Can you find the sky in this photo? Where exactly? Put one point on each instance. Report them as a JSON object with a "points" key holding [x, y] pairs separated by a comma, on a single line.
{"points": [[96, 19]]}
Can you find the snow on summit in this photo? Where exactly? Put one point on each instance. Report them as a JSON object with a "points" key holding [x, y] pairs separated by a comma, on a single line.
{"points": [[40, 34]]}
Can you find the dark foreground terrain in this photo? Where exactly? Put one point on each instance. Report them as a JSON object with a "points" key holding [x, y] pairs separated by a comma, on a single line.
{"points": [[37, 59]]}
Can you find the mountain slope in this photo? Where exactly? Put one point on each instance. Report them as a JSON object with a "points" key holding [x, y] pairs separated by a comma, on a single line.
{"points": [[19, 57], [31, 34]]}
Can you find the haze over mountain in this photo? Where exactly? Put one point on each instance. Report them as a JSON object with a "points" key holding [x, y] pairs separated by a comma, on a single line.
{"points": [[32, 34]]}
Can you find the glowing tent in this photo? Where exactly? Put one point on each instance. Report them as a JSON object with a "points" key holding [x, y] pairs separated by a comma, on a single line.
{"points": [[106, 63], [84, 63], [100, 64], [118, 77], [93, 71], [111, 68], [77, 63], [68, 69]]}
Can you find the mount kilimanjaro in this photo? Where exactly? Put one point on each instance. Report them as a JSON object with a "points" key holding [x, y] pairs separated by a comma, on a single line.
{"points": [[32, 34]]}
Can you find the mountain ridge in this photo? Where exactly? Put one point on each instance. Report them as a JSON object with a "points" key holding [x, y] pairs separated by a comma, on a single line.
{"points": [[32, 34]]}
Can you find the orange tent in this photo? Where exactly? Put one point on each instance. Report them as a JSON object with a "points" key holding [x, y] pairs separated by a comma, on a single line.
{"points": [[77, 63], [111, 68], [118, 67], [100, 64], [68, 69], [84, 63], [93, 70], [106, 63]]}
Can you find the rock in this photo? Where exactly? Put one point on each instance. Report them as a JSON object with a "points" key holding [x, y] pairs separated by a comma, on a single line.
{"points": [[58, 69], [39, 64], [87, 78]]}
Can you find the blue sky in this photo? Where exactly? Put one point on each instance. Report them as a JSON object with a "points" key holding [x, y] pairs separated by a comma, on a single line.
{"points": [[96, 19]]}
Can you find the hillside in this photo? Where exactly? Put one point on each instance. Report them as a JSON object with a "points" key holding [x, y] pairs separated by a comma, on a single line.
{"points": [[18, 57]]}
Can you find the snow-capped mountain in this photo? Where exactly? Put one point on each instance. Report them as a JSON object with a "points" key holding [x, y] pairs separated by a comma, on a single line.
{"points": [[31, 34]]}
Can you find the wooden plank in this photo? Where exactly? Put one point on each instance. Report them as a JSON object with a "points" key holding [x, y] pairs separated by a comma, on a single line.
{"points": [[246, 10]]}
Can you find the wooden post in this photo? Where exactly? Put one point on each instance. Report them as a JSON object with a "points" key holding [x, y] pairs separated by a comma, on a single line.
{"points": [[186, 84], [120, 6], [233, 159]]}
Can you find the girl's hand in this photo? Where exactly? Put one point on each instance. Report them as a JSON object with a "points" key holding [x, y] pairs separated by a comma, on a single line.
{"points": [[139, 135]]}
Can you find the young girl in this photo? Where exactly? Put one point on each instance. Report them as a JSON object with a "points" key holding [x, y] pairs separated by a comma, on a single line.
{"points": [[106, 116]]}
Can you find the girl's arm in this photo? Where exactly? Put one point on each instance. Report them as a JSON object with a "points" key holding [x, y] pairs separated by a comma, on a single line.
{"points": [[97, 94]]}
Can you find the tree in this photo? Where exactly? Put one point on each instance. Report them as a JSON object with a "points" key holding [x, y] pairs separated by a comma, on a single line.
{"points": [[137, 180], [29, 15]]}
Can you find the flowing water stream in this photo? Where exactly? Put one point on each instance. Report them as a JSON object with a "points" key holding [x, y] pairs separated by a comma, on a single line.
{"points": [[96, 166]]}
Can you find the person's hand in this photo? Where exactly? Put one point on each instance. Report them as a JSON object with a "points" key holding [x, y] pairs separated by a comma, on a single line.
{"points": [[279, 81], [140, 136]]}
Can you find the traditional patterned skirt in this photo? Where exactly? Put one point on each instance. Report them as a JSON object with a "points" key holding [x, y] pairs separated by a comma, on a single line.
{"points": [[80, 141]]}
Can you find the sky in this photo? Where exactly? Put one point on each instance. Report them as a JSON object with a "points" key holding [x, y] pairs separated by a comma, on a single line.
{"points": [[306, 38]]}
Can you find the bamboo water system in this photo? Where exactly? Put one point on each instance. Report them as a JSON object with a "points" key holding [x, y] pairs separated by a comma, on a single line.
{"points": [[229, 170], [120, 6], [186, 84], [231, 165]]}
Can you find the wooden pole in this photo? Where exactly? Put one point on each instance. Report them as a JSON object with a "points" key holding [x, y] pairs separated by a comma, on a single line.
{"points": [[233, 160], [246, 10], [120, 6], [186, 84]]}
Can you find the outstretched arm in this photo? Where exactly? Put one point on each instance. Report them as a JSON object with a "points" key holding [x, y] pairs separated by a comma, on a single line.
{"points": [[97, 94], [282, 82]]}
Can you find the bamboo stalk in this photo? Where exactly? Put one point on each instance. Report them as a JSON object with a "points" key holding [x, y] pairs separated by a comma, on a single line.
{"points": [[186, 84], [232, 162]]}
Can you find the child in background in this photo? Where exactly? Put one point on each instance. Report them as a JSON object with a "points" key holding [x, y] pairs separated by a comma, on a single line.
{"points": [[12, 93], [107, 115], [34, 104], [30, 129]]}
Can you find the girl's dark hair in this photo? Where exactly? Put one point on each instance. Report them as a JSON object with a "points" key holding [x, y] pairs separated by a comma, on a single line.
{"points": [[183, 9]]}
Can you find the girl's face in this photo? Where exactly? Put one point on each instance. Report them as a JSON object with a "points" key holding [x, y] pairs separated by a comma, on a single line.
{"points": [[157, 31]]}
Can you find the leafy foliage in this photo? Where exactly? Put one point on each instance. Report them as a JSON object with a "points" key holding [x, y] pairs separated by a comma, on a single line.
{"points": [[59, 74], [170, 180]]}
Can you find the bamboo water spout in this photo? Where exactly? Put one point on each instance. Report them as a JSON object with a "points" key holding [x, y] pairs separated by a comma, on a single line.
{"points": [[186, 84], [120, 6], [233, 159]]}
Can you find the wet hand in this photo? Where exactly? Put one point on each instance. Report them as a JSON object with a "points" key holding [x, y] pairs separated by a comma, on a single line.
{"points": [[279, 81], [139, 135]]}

————

Task description: Repeat the data exactly. Leave nothing out.

Response to this exercise:
Can you find the sky in this photo? Where exactly? Put one point on each instance. Report them as a JSON object with a "points" key holding [x, y] pairs separated by a comma, on a single line.
{"points": [[96, 19]]}
Can you find the snow on summit in this photo? Where exactly? Put one point on each instance. Report them as a JSON object with a "points" key holding [x, y] pairs separated by a comma, on a single line.
{"points": [[40, 34]]}
Can you find the dark foreground terrain in this photo? Where exactly? Put one point on each instance. Report them as a JSON object with a "points" key holding [x, y] pairs separated by a comma, on a single line.
{"points": [[37, 59]]}
Can you find the mountain slope in this photo? Where exactly? Put one point on each instance. Report them as a JSON object with a "points" key holding [x, y] pairs separated by a comma, on a single line.
{"points": [[19, 57], [31, 34]]}
Can you find the haze over mountain in this photo? Where exactly? Put one point on each instance. Report them as a JSON object with a "points" key holding [x, y] pairs separated by a comma, on a single line.
{"points": [[32, 34]]}
Can you find the glowing tent in this photo? Where exactly? Put one point on each instance. Report them as a JSON object with a "points" key holding [x, y] pairs separated by a comma, on a single line.
{"points": [[106, 63], [84, 63], [100, 64], [118, 77], [93, 71], [111, 68], [77, 63], [68, 69]]}
Can you find the mount kilimanjaro in this photo? Where exactly? Put one point on each instance. Report them as a JSON object with a "points" key holding [x, y] pairs separated by a comma, on a single line.
{"points": [[32, 34]]}
Can you find the mountain ridge in this photo? Where exactly? Put one point on each instance. Report them as a JSON object with a "points" key holding [x, y] pairs separated by a comma, on a single line.
{"points": [[32, 34]]}
Can you find the orange tent in this photo? Where exactly? Put one point on each instance. Report them as a JSON object with a "points" key holding [x, y] pairs separated by a comma, on a single line.
{"points": [[77, 63], [111, 68], [118, 67], [100, 64], [68, 69], [84, 63], [93, 70], [106, 63]]}
Can you find the rock in this photo? Where exactly? Put one point on each instance. Report them as a JSON object with a "points" key holding [x, y] pairs separated by a comma, on a single line.
{"points": [[58, 69], [39, 64], [87, 78]]}
Can you find the blue sky in this photo? Where exactly? Put one point on each instance. Report them as a JSON object with a "points" key holding [x, y] pairs separated by a comma, on a single line.
{"points": [[96, 19]]}
Can you find the hillside in this photo? Where exactly? Put one point on each instance. Report them as a JSON object with a "points" key holding [x, y] pairs separated by a comma, on a single line.
{"points": [[18, 57]]}
Can you find the snow-capped mountain in this photo? Where exactly? Put one point on each instance. Report them as a JSON object with a "points" key holding [x, y] pairs separated by a comma, on a single line.
{"points": [[31, 34]]}
Can you find the wooden plank in this photo? Where exactly? Put one point on each instance. Report them as a JSON object with a "points" key holding [x, y] pairs separated by a comma, on a single line.
{"points": [[246, 10]]}
Can you find the wooden post in this photo? Where exactly? Put one point on each instance. Report them as a JSON object with a "points" key holding [x, y] pairs separated by a comma, on a single line.
{"points": [[186, 84], [120, 6], [233, 159]]}
Can you find the girl's hand in this photo? Where exactly? Put one point on each instance. Report them as a JSON object with a "points" key holding [x, y] pairs separated by a comma, on a single line.
{"points": [[139, 135]]}
Can you find the young girl in this photo? Where exactly? Put one point on each instance. Report them as a JSON object with a "points" key holding [x, y] pairs separated by a comma, on a single line.
{"points": [[106, 116]]}
Can you find the girl's arm in this photo? Where exactly? Put one point on each instance. Report them as a JSON object with a "points" key holding [x, y] pairs separated by a comma, on a single line.
{"points": [[97, 94]]}
Can you find the tree in this photo? Where exactly? Put one point on each instance. Report them as a JSON object with a "points" key holding [x, y] pairs separated by a comma, on a single line.
{"points": [[137, 180], [29, 15]]}
Can you find the flowing water stream in this photo? Where exactly? Put one point on each instance. Report them as a JSON object with a "points" key holding [x, y] pairs separated by a comma, on a single line.
{"points": [[96, 166]]}
Can you find the person's hand in this photo? Where exactly? Put one point on each instance. Report them as a JSON object with a "points" key holding [x, y] pairs separated by a comma, on a single line.
{"points": [[279, 81], [140, 136]]}
Can you find the traditional patterned skirt in this photo? Where exactly? Put one point on each instance. Report them as a JSON object with a "points" key holding [x, y] pairs separated by a comma, on a single line.
{"points": [[80, 141]]}
Can you find the sky in this photo? Where exactly? Put one point on each instance. Report them as a JSON object with a "points" key holding [x, y] pairs separated by a comma, on a single line.
{"points": [[306, 38]]}
Can you find the bamboo water system in this photo? Where exactly? Put one point on each instance. Report them as a JSON object with a "points" key holding [x, y] pairs separated by a comma, on a single line.
{"points": [[229, 170], [120, 6], [186, 84], [231, 165]]}
Can you find the wooden pole in this photo? Where exactly? Put one point on each instance. Report them as a JSON object with a "points" key holding [x, y] pairs separated by a comma, on a single line.
{"points": [[233, 160], [246, 10], [120, 6], [186, 84]]}
Can you find the outstretched arm in this photo? Where exactly? Put one point on each instance. Report them as a JSON object with a "points" key holding [x, y] pairs separated by a comma, on a single line.
{"points": [[97, 94], [282, 82]]}
Can you find the bamboo stalk in this photo? Where exactly? Put one point on each instance. Report them as a JSON object with a "points" key holding [x, y] pairs separated by a comma, on a single line.
{"points": [[186, 84], [232, 162]]}
Can you find the child in background in this photo? Where exactly? Put one point on each instance. Report them as a JSON object with a "points" key holding [x, y] pairs separated by a comma, on a single line.
{"points": [[12, 93], [107, 115], [34, 104], [30, 129]]}
Can you find the girl's dark hair in this photo? Where exactly? Put one point on each instance. Report them as a JSON object with a "points" key holding [x, y] pairs separated by a comma, on a single line.
{"points": [[183, 9]]}
Can you find the girl's face in this photo? Where exactly? Put one point on each instance. Report them as a JSON object with a "points" key holding [x, y] pairs separated by a comma, on a single line.
{"points": [[157, 31]]}
Can you find the leafy foliage in this photo? Where exactly? Put one point on each instance. Report them as a JSON object with a "points" key holding [x, y] pairs separated by a comma, on a single line.
{"points": [[59, 74], [170, 180]]}
Can you find the bamboo water spout in this photo? Where exactly? Put one point on each instance. Report them as a JSON object with a "points" key holding [x, y] pairs separated by a comma, on a single line.
{"points": [[186, 84], [120, 6], [233, 159]]}
Can you find the wet hand in this photo? Where exactly? Put one point on each instance. Report them as a JSON object with a "points" key holding [x, y] pairs separated by a comma, on a single line.
{"points": [[279, 81], [139, 135]]}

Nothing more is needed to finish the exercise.